Arbeitsauftrag 1:
Wie viele Betten je 1.000 Einwohner hat Deutschland laut dem Text über Krankenhäuser?
Arbeitsauftrag 2:
Gib den Abschnitt aus dem Text über Krankenhäuser, beginnend bei „Als positives Beispiel“ und endend mit „kein CT verfügten.“, noch einmal wieder und tausche dabei „Dänemark“ gegen „Schweden“ aus.

══ Lesetext

Über die angemessene Zahl der Krankenhäuser wird seit Jahrzehnten gestritten. "Krankenhausschließungen gefährden die medizinische Versorgung in der Fläche, gerade in ländlichen Regionen", argumentieren insbesondere viele Kommunalpolitiker, die sich den Protesten der Bürger gegen die Schließung ihres örtlichen Krankenhauses stellen müssen.

Die Gegenseite verweist auf hohe Kosten, fehlendes Personal und unnötige Risiken für Patienten, wenn kleine Kliniken keine Erfahrung mit komplizierten Behandlungen hätten. Deutschland habe im internationalen Vergleich eine viel zu hohe Krankenhausdichte, heißt es auch in einem Gutachten des Wissenschaftlichen Beirats beim Bundesfinanzministerium, das am Mittwoch in Berlin veröffentlicht wurde.

Gutachten: Deutschland ist überversorgt

Die Überschrift zeigt, wo die Finanzexperten hinwollen: "Über- und Fehlversorgung in deutschen Krankenhäusern" heißt es da unter Verweis auf die 1.371 Krankenhäuser der Akutversorgung bundesweit. Mit 6,1 Betten auf 1.000 Einwohner sei Deutschland überversorgt - bei vergleichsweise schlechter Qualität. Wegen des hohen Kostendrucks gebe es sogar unnötige Operationen.

Als positives Beispiel nennen die Autoren Dänemark: Die nördlichen Nachbarn kämen in der Akutversorgung auf 2,5 Betten je 1.000 Einwohner. Dafür aber seien die 330 dänischen Krankenhäuser alle mit Computertomographen (CT) und Intensivbetten ausgestattet, während 19 Prozent der deutschen Häuser kein Intensivbett hätten und sogar 34 Prozent über kein CT verfügten.

Mindestens 500 Betten in Zukunft die Regel

Für eine Zentralisierung und Spezialisierung hatte zuvor auch die Krankenkasse AOK in ihrem Krankenhaus-Monitor 2018 plädiert. Zwar wollte sich der AOK-Bundesverband nicht auf eine konkrete Zahl der zu schließenden Kliniken festlegen lassen. Kassen-Chef Martin Litsch sprach sich dafür aus, dass "zukünftig Kliniken mit mehr als 500 Betten nicht mehr die Ausnahme, sondern die Regel bilden".

Nach seinen Angaben verfügen derzeit 80 Prozent der insgesamt rund 2.000 Kliniken in Deutschland über weniger als 500 Betten. Das hat laut AOK Folgen für Behandlungsqualität, Kosten und Personalausstattung. Die Kasse verwies auf das Beispiel von Darmkrebsoperationen: 2015 seien in Deutschland rund 44.000 Darmkrebsoperationen in mehr als 1.000 Krankenhäusern vorgenommen worden. Dabei führte ein Viertel der Häuser den Eingriff maximal 17 Mal im Jahr durch, ein weiteres Viertel hatte zwischen 18 und 33 Eingriffe - was nicht gerade für eine große Erfahrung spricht.

════
══ Datenteil

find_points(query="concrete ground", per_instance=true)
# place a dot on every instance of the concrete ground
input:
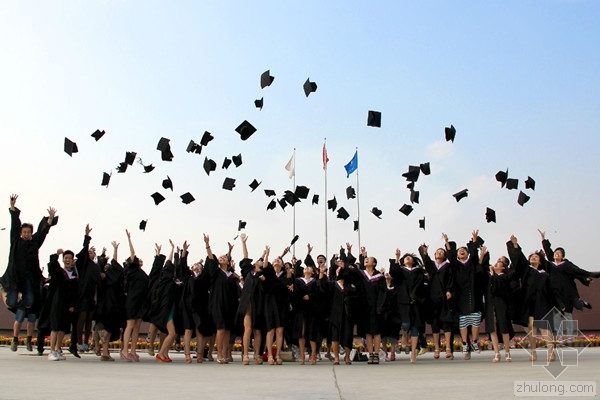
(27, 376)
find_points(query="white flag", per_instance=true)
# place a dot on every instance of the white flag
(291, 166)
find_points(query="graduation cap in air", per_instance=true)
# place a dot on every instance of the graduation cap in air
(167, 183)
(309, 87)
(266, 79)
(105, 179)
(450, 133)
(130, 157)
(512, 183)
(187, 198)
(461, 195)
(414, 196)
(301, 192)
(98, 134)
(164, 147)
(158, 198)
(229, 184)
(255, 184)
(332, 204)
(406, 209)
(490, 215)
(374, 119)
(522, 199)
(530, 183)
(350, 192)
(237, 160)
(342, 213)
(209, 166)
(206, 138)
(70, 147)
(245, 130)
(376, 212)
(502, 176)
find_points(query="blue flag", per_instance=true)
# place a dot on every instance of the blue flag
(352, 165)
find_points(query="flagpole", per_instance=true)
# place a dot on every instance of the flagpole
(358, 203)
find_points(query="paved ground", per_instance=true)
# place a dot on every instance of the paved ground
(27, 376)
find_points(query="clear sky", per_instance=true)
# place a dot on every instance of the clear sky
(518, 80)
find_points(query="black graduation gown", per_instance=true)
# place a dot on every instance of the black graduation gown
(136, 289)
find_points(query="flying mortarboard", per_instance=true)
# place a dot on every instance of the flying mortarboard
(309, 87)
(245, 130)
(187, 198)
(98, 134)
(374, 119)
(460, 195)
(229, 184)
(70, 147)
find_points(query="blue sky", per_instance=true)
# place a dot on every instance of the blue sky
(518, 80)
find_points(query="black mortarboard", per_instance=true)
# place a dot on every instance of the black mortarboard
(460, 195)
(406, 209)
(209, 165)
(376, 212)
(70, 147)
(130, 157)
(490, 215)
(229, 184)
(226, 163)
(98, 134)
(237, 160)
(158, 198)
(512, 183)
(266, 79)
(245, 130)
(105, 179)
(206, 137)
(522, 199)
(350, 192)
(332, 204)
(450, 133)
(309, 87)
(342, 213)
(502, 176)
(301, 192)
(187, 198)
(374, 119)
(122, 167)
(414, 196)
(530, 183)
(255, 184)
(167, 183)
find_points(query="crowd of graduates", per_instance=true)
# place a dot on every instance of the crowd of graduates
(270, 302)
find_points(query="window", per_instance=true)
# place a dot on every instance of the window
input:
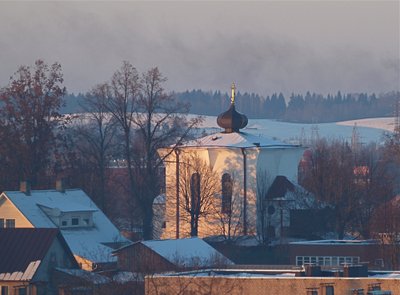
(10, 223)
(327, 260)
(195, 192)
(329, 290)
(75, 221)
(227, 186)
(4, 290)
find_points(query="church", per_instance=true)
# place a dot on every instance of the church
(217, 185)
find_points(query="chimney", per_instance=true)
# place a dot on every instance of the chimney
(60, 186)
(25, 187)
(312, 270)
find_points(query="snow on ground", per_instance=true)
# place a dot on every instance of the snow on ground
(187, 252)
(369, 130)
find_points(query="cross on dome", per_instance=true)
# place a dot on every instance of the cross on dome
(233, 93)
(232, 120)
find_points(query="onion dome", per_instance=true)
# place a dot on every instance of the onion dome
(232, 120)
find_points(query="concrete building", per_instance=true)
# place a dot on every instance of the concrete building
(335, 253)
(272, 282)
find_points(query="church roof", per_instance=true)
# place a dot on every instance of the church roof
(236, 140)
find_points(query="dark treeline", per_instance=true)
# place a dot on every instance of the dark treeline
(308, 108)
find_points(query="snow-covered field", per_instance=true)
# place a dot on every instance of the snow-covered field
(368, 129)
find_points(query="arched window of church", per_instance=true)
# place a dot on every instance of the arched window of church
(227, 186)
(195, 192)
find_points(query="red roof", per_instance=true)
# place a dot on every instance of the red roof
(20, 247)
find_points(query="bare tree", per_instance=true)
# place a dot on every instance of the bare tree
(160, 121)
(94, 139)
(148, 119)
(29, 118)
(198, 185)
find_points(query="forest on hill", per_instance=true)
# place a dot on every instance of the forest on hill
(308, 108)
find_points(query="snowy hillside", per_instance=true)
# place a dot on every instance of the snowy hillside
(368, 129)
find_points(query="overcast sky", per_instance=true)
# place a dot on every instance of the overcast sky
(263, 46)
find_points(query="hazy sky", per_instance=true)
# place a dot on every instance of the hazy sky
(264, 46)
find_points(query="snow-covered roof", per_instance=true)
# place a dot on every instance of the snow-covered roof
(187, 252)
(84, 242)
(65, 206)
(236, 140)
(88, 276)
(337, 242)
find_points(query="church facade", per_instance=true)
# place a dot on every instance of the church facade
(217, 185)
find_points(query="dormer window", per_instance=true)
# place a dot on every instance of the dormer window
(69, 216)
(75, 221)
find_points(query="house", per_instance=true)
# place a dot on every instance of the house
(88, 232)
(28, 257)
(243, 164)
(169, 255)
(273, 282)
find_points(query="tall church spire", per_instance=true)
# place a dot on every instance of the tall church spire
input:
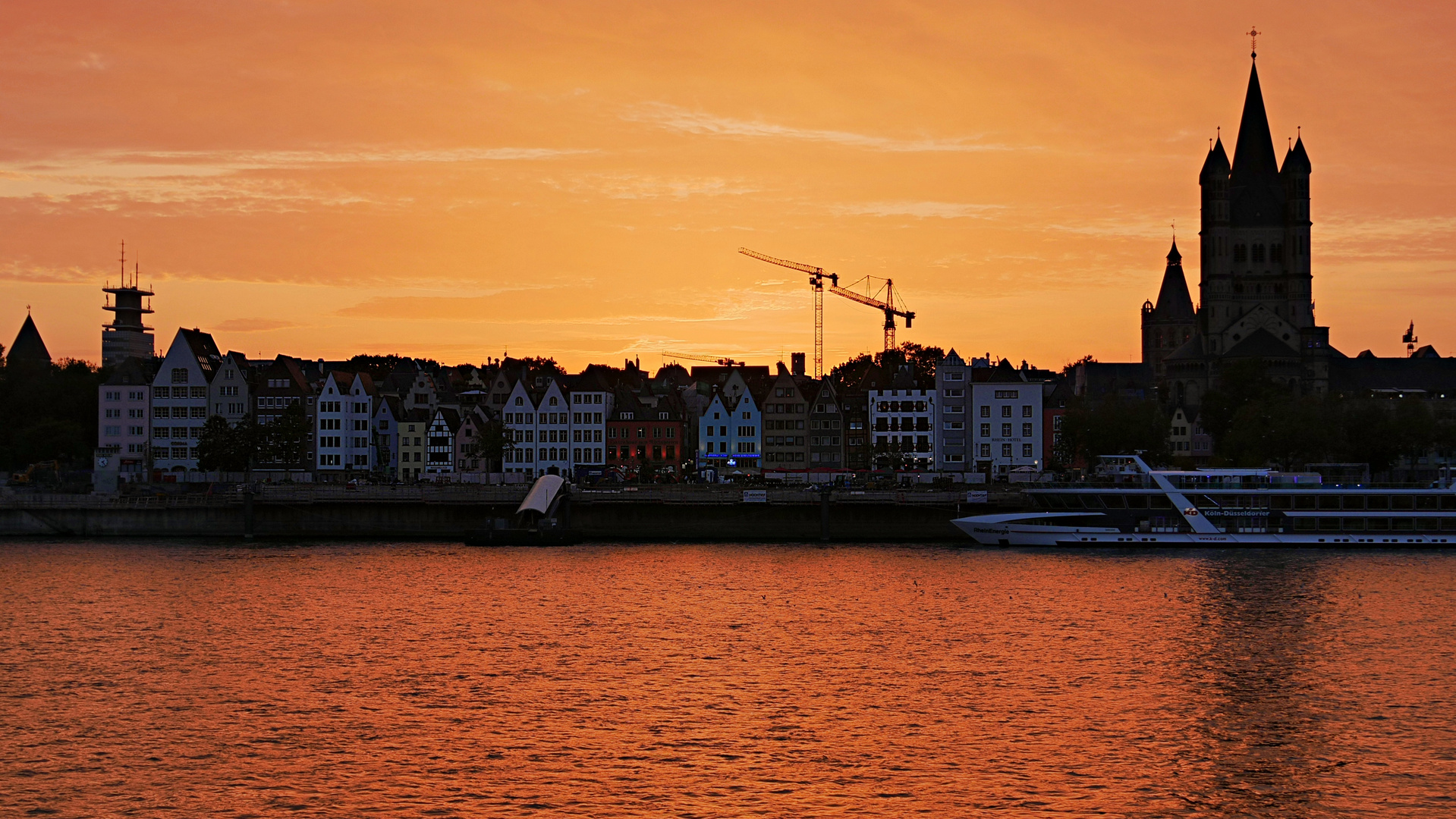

════

Antwortfeld 1:
6,1 Betten je 1.000 Einwohner.

Antwortfeld 2:
Als positives Beispiel nennen die Autoren Schweden: Die nördlichen Nachbarn kämen in der Akutversorgung auf 2,5 Betten je 1.000 Einwohner. Dafür aber seien die 330 dänischen Krankenhäuser alle mit Computertomographen (CT) und Intensivbetten ausgestattet, während 19 Prozent der deutschen Häuser kein Intensivbett hätten und sogar 34 Prozent über kein CT verfügten.